=== DATASET ===

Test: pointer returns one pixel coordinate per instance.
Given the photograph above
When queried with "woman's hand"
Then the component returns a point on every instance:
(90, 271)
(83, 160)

===

◆ **TASK DETAILS**: Arrange every line of the material above as a Markdown table, omitting blank lines, with a Number column for the row number and a Material line column for the line itself.

◆ **TASK SOLUTION**:
| Number | Material line |
|---|---|
| 1 | Test: pointer returns one pixel coordinate per instance. |
| 2 | Given the photograph above |
| 3 | When queried with "woman's hand" |
| 4 | Then the component returns a point on every instance: |
| 5 | (90, 271) |
| 6 | (83, 160) |